— REQUEST —
Return each of the rows below unchanged, character for character.

# # #

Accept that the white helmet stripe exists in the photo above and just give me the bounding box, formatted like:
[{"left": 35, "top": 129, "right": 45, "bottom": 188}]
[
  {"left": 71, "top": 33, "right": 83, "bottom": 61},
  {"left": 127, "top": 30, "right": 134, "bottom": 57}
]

# # #

— ANSWER TO THIS PROBLEM —
Accept that the white helmet stripe exists in the photo above and just give me the bounding box, formatted like:
[{"left": 35, "top": 129, "right": 45, "bottom": 188}]
[
  {"left": 71, "top": 33, "right": 83, "bottom": 61},
  {"left": 127, "top": 30, "right": 134, "bottom": 57}
]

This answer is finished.